Kevin Roberts remembers when he could get a bacon cheeseburger, fries and a drink from Five Guys for $10. But that was years ago. When the Virginia high school teacher recently visited the fast-food chain, the food alone without a beverage cost double that amount.
Roberts, 38, now only gets fast food “as a rare treat,” he told CBS MoneyWatch. “Nothing has made me cook at home more than fast-food prices.”
Roberts is hardly alone. Many consumers are expressing frustration at the surge in fast-food prices, which are starting to scare off budget-conscious customers.
A January poll by consulting firm Revenue Management Solutions found that about 25% of people who make under $50,000 were cutting back on fast food, pointing to cost as a concern.
Fast food was affordable because they paid sweat shop wages. That’s not the case anymore. In any event… I would argue with the “supposed to be” affordable comment. Just because it was doesn’t mean it’s supposed to be. As far as I’m concerned this can only be good for the health of the public- when fast food prices are at least comparable in price to healthy options.

[Extracted entries]
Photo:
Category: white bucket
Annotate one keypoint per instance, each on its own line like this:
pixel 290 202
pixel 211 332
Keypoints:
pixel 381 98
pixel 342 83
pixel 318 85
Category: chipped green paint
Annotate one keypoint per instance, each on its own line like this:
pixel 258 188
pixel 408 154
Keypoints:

--

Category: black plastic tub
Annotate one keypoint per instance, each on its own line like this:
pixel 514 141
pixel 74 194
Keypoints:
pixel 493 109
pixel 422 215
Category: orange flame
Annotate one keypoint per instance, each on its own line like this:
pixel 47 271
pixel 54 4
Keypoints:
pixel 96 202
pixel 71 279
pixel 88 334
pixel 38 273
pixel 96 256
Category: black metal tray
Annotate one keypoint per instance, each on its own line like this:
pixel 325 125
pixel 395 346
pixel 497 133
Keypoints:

==

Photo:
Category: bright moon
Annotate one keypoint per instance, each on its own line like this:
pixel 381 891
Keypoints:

[Your assignment]
Give every number written in numerals in the fast-food prices passage, in the order in which each appears.

[Exercise result]
$10
38
25%
$50,000